• _Information supplied_:
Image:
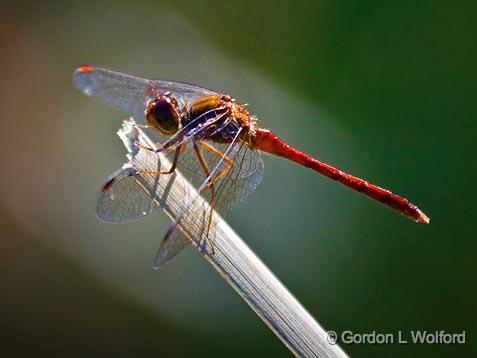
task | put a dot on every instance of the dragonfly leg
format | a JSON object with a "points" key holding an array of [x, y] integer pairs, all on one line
{"points": [[170, 171], [206, 169], [227, 160]]}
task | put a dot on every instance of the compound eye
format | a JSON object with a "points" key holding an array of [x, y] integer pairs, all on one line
{"points": [[162, 114]]}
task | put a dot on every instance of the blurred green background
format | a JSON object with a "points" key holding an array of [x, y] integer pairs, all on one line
{"points": [[383, 89]]}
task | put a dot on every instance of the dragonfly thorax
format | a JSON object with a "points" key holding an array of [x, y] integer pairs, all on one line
{"points": [[162, 113]]}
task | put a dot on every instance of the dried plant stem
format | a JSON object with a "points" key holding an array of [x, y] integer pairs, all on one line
{"points": [[231, 257]]}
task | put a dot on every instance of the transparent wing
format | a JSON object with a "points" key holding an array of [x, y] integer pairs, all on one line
{"points": [[125, 197], [130, 93]]}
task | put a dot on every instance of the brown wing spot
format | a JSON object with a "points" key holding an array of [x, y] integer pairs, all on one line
{"points": [[108, 185], [86, 69]]}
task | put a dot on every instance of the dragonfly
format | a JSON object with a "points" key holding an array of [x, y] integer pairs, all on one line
{"points": [[214, 141]]}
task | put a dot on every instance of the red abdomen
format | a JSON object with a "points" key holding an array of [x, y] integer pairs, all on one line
{"points": [[268, 142]]}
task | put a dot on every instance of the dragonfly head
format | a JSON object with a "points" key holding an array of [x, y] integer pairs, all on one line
{"points": [[162, 113]]}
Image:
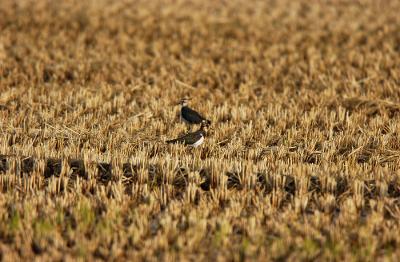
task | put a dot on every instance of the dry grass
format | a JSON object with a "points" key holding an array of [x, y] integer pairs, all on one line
{"points": [[302, 162]]}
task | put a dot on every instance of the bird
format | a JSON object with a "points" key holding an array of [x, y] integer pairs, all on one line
{"points": [[191, 116], [193, 139]]}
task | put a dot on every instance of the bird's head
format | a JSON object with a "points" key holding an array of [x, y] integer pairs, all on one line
{"points": [[184, 101]]}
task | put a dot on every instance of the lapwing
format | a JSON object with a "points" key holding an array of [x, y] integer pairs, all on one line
{"points": [[193, 139], [189, 115]]}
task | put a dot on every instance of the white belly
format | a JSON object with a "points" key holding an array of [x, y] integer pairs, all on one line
{"points": [[199, 142]]}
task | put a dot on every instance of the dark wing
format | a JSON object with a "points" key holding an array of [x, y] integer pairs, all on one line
{"points": [[192, 116], [188, 139]]}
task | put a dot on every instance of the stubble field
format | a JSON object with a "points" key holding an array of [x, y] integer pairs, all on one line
{"points": [[302, 161]]}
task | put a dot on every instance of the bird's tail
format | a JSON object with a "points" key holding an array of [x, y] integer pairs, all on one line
{"points": [[173, 141]]}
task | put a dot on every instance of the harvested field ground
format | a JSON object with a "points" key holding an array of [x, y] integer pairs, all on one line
{"points": [[302, 161]]}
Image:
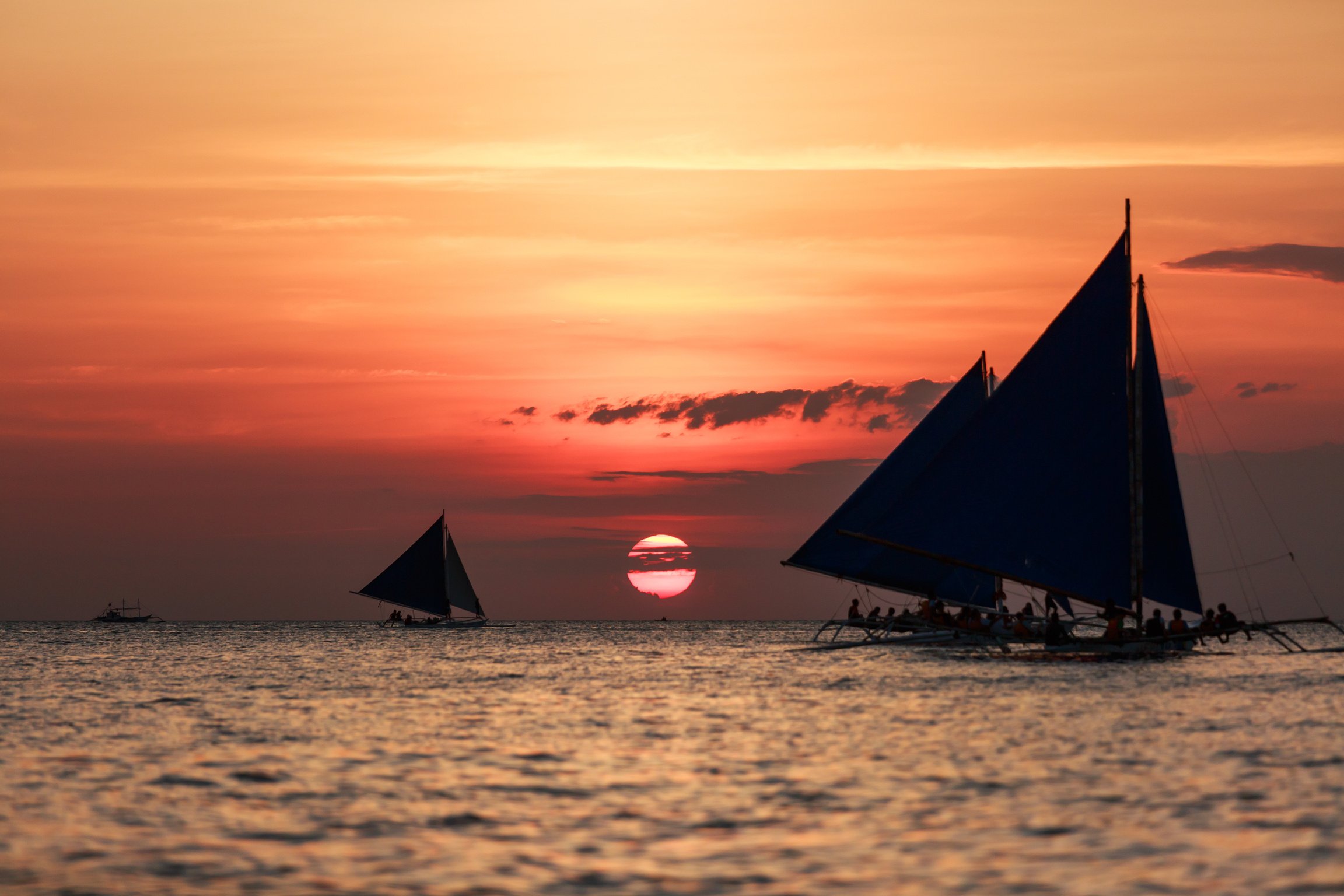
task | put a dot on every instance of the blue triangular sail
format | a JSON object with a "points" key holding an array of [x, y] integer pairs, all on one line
{"points": [[1035, 487], [417, 578], [1168, 565], [460, 592], [830, 552]]}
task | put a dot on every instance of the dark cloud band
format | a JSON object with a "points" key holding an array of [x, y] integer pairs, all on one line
{"points": [[885, 406], [1284, 260]]}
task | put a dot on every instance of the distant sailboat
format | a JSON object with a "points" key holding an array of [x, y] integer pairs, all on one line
{"points": [[1062, 478], [430, 578], [124, 614]]}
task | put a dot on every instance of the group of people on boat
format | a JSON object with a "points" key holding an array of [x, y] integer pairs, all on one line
{"points": [[1026, 624], [1000, 621], [1212, 625], [397, 615]]}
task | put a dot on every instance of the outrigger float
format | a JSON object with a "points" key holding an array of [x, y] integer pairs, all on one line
{"points": [[1061, 478], [428, 578]]}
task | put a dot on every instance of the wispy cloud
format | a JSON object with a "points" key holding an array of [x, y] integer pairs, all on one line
{"points": [[1281, 260], [1250, 390], [890, 405]]}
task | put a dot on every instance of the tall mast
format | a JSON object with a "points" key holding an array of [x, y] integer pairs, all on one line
{"points": [[1136, 524], [1138, 550], [443, 535]]}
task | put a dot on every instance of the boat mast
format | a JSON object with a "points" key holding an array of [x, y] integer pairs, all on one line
{"points": [[443, 536], [1136, 434]]}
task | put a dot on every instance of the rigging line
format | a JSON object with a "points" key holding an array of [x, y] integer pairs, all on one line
{"points": [[1219, 503], [1256, 491], [1221, 513], [1248, 475], [1257, 564]]}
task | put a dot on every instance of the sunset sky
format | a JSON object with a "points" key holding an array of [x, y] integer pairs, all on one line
{"points": [[280, 281]]}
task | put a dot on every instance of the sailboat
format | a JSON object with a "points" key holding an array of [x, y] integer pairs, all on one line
{"points": [[429, 578], [1062, 478], [125, 614]]}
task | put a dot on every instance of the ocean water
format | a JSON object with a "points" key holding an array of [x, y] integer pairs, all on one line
{"points": [[652, 758]]}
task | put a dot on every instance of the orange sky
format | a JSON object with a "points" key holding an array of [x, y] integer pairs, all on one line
{"points": [[320, 232]]}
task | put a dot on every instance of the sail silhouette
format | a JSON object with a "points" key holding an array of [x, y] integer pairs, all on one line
{"points": [[429, 577], [1168, 566], [867, 564], [1065, 477]]}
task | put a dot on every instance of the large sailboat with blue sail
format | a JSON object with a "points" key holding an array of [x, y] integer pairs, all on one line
{"points": [[429, 578], [1061, 478]]}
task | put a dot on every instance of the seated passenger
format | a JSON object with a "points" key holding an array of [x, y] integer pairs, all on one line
{"points": [[1115, 628], [1055, 633], [1155, 628], [1020, 626]]}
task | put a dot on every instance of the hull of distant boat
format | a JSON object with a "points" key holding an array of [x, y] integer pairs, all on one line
{"points": [[1121, 648], [441, 624]]}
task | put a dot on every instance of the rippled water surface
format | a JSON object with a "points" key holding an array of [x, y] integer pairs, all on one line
{"points": [[652, 758]]}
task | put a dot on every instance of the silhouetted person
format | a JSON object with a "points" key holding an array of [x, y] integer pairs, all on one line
{"points": [[1179, 626], [1055, 633], [1115, 618]]}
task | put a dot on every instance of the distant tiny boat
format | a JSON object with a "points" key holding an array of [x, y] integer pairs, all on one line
{"points": [[428, 578], [124, 614]]}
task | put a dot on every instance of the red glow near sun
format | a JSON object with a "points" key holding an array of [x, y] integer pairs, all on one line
{"points": [[660, 566]]}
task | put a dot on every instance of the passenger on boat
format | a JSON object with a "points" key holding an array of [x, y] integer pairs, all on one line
{"points": [[1179, 626], [1227, 622], [1055, 633], [1115, 618], [1000, 601], [1155, 628]]}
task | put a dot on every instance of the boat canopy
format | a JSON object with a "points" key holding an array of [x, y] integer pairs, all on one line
{"points": [[867, 564], [429, 577]]}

• _Exercise brief_: The result should be an exact copy of the material, containing no pictures.

• _Output_:
Image:
task | put a dot on every instance of the dragonfly leg
format | a JSON object with a "points" key holding an array of [x, y] integer pairs, all on one line
{"points": [[170, 171], [206, 169], [227, 160]]}
task | put a dot on every instance of the compound eye
format | a JSON object with a "points" key holding an array of [x, y] integer pairs, all on one line
{"points": [[162, 114]]}
task | put a dot on every instance of the blurred green background
format | a JSON object with a "points" key holding an array of [x, y] integer pairs, all on one line
{"points": [[383, 89]]}
task | put a dot on every instance of the dragonfly thorax
format | a JSON object with a "points" key holding an array of [x, y] integer pairs, all on one line
{"points": [[162, 113]]}
task | put a dot on every instance of the dried plant stem
format | a JSON object with a "points" key holding an array of [x, y] integer pairs, all on one line
{"points": [[231, 257]]}
task | put a dot on every instance of the transparent wing
format | a JSON object with a "points" key holding an array of [x, y] integer pairs, all on one line
{"points": [[125, 197], [130, 93]]}
task | put a dot on every instance of the brown wing spot
format | a JSON object with a "points" key holding an array of [x, y] integer pairs, all on one line
{"points": [[108, 185], [86, 69]]}
task | put a dot on every instance of the dragonfly
format | a JSON object with a "points" key holding an array of [x, y] integer pairs, all on one line
{"points": [[214, 141]]}
task | put a dot on every instance of the red abdomen
format | a JSON object with a "points" key holding an array of [x, y] integer pairs, all on one line
{"points": [[268, 142]]}
task | put a dot on every instance of the dragonfly head
format | a JSON object with a "points" key holding an array of [x, y] integer pairs, all on one line
{"points": [[162, 113]]}
Image:
task | put a dot on every instance of the dry grass
format | a JSON object with a "points" key holding an array of [x, y] integer pairs, all on one line
{"points": [[302, 162]]}
task | put a dot on every instance of the bird
format | a JSON object with a "points" key holding an array of [x, y] integer pairs, all on one line
{"points": [[191, 116], [193, 139]]}
task | put a dot on every instance of the bird's head
format | a JSON object with a "points" key holding an array of [x, y] integer pairs, all on one line
{"points": [[184, 101]]}
task | put a dot on every instance of the lapwing
format | a JSON object with a "points" key holding an array of [x, y] integer pairs, all on one line
{"points": [[193, 139], [189, 115]]}
task | put a dot on every instance of the white belly
format | a JSON object with a "points" key holding an array of [x, y] integer pairs, all on one line
{"points": [[199, 142]]}
task | put a dot on every instance of the dark wing
format | a JSON object with a "points" key holding an array of [x, y] integer pairs, all on one line
{"points": [[192, 116], [188, 139]]}
task | put a dot on every instance of the stubble field
format | a JSON object with a "points" key holding an array of [x, y] integer pairs, all on one line
{"points": [[302, 161]]}
task | put a dot on every instance of the bird's tail
format | a JSON object with a "points" key holding an array of [x, y] integer pairs, all on one line
{"points": [[173, 141]]}
task | put a dot on every instance of the harvested field ground
format | a JSON object with a "points" key holding an array of [x, y] integer pairs, all on one line
{"points": [[302, 161]]}
Image:
task | put a dot on every instance of the blue triangular sail
format | a JSON object with a "points" key holding an array of [x, y] integer pairs, all on one line
{"points": [[1035, 487], [417, 578], [1168, 565], [460, 592], [830, 552]]}
task | put a dot on every instance of the dark cloud band
format | a JSON object with a "points" key holding an array of [x, y] integer pairs, all on one line
{"points": [[885, 406], [1284, 260]]}
task | put a dot on every instance of the distant sailboat
format | a JSON object with a "points" key holding an array of [x, y] integer pairs, all on one line
{"points": [[1062, 478], [430, 578], [124, 614]]}
task | put a dot on every instance of the group of people on boat
format | a JSON object with a "points" key holding an array of [x, y] integer pairs, all on one line
{"points": [[1026, 624], [1000, 621], [1212, 625], [397, 615]]}
task | put a dot on every instance of the outrigger float
format | a JSON object with a "points" key holding an array of [x, y] integer pairs, all on one line
{"points": [[1061, 478], [428, 578]]}
task | put a dot on every instance of the wispy cloud
format | a JSON object with a "points" key holding an array of [x, y] integer pairs, all on one line
{"points": [[1281, 260], [1250, 390], [890, 405]]}
task | put a dot on every instance of the tall mast
format | a JSON object with a "points" key holding an array of [x, y] integer pairs, all on one line
{"points": [[1136, 524], [1138, 550], [443, 535]]}
task | put a dot on every instance of the boat mast
format | a JSON object with a "points" key holding an array of [x, y] integer pairs, all on one line
{"points": [[443, 536], [1136, 434]]}
task | put a dot on every instance of the rigging line
format | a JSON object with a "points" key holding an array of [x, y] integer pairs, all on one line
{"points": [[1219, 503], [1256, 491], [1221, 513], [1248, 475], [1257, 564]]}
task | put a dot on every instance of the sunset sky
format | a JSON object with a "points" key holding an array of [x, y] integer pairs, all on one line
{"points": [[280, 281]]}
task | put a dot on every instance of the sailboat
format | a JSON object with a "points" key holding an array of [x, y] integer pairs, all on one line
{"points": [[429, 578], [1062, 478], [125, 614]]}
task | put a dot on every instance of the ocean water
format | a JSON object with a "points" key holding an array of [x, y] integer pairs, all on one line
{"points": [[652, 758]]}
task | put a dot on every instance of the orange sky
format | a JSON object with a "points" key holding an array of [x, y] integer pairs, all on one line
{"points": [[320, 232]]}
task | put a dot on every instance of the sail silhouette
format | a JSON object with a "points" key holding an array of [x, y] integer pairs, all on one line
{"points": [[429, 577], [1168, 566], [867, 564], [1065, 477]]}
task | put a dot on every instance of the large sailboat with blue sail
format | a JSON object with a "points" key holding an array of [x, y] integer pairs, all on one line
{"points": [[429, 578], [1061, 478]]}
task | put a dot on every instance of the seated passenger
format | a JSON object with a "points" key holding an array of [x, y] integer pairs, all on one line
{"points": [[1115, 628], [1055, 633], [1155, 628], [1020, 626]]}
task | put a dot on every instance of the hull of distant boat
format | a JSON object with a "points" key holding an array of [x, y] integer pairs, all on one line
{"points": [[1121, 648], [441, 624]]}
task | put a dot on every instance of the rippled water surface
format | a JSON object with a "points" key holding an array of [x, y] integer pairs, all on one line
{"points": [[652, 758]]}
task | put a dot on every instance of the silhouetted person
format | a JSON object with a "points" key holding an array of [x, y] integer pairs, all on one line
{"points": [[1179, 626], [1055, 633], [1115, 618]]}
task | put a dot on every instance of the distant tiny boat
format | a JSON object with a "points" key holding an array of [x, y] integer pairs, all on one line
{"points": [[428, 578], [124, 614]]}
task | put a dot on every instance of the red glow near sun
format | a JSON object with a "points" key holding an array of [x, y] integer pairs, all on one line
{"points": [[660, 566]]}
task | put a dot on every instance of the passenger on boat
format | a JSON object with a "points" key holding an array of [x, y] integer pairs, all on one line
{"points": [[1179, 626], [1227, 622], [1055, 633], [1115, 618], [1000, 601], [1155, 628]]}
task | put a dot on every instance of the boat canopy
format | a JSON object with a "points" key holding an array of [x, y] integer pairs, all on one line
{"points": [[867, 564], [429, 577]]}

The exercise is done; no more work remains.